Work instructions » List every line in the records below that contains the word "dragonfly", copying each line in full.

Data shown »
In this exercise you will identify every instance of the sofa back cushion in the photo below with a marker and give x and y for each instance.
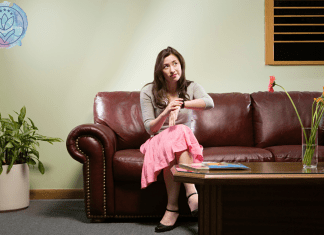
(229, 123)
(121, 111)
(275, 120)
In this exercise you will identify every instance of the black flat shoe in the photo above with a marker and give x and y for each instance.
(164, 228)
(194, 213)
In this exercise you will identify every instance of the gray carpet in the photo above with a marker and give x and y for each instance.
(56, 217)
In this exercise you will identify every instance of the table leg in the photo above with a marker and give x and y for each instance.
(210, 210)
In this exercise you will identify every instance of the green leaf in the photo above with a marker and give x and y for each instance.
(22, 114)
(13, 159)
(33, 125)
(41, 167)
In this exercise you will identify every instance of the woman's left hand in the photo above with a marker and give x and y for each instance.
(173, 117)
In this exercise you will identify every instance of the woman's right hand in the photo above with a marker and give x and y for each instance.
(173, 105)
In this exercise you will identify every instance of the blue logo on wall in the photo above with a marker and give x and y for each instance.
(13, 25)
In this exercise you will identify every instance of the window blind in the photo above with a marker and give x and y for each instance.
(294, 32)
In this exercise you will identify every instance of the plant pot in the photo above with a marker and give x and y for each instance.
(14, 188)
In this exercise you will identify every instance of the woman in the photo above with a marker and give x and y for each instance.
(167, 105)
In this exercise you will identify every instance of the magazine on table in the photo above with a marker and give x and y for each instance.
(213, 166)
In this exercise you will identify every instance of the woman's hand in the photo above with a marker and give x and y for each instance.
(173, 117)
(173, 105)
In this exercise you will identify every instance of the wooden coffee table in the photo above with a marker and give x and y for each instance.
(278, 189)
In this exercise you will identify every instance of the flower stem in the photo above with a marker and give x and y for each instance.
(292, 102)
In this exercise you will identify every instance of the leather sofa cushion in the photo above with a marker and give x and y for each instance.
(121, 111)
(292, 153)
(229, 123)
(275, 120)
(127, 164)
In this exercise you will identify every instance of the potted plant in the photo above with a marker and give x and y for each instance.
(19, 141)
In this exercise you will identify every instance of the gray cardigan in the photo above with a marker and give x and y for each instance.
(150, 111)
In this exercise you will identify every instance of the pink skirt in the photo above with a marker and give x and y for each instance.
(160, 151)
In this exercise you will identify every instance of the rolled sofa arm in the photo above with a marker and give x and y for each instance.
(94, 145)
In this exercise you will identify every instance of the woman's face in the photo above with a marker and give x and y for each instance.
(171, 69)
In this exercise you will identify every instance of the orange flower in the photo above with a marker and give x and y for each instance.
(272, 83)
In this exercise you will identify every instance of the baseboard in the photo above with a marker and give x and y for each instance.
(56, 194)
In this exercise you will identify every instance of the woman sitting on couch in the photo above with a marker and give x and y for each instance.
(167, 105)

...

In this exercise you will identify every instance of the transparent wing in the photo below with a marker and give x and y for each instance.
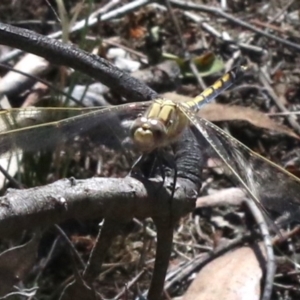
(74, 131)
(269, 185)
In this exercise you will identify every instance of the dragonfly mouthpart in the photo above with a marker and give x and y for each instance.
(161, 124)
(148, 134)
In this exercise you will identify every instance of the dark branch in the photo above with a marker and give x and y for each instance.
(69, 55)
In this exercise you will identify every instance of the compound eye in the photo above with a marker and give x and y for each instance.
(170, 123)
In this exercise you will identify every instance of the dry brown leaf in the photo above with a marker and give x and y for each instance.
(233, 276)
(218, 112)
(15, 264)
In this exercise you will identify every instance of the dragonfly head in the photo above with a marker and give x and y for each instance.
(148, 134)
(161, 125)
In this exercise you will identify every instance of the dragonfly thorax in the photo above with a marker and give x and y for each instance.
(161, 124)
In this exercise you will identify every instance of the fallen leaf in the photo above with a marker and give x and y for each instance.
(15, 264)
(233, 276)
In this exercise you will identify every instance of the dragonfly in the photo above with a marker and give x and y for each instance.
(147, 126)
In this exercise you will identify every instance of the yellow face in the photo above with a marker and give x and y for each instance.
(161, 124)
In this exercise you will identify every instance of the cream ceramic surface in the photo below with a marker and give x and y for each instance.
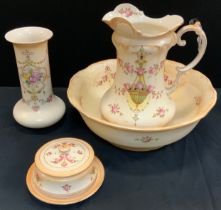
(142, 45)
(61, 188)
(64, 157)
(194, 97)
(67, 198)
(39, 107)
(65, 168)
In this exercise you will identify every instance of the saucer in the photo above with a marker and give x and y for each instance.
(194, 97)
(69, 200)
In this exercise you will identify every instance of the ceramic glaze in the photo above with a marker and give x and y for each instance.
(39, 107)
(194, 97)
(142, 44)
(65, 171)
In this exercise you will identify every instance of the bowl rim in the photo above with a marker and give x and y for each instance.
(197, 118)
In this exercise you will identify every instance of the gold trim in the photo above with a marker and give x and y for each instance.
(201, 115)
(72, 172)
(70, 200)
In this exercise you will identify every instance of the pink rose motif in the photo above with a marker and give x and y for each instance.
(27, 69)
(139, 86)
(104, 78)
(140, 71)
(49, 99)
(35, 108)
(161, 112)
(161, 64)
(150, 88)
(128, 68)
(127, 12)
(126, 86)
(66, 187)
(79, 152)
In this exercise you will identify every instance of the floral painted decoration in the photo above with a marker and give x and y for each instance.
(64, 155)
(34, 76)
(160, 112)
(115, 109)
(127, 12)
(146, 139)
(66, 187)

Solved problem »
In this exercise you will identify every instance of the dragonfly mouthpart in the photo above with a marker and give x and y for each instance.
In this exercise you will identify every instance of the dragonfly head in the photo above with a marker and give x and y for each instance.
In this exercise you will identify every instance of the dragonfly thorax in the photo above with a marker and give x and y for each instance.
In this exercise you will identify every instance of the dragonfly in the photo above with a marker and give x and y for each instance.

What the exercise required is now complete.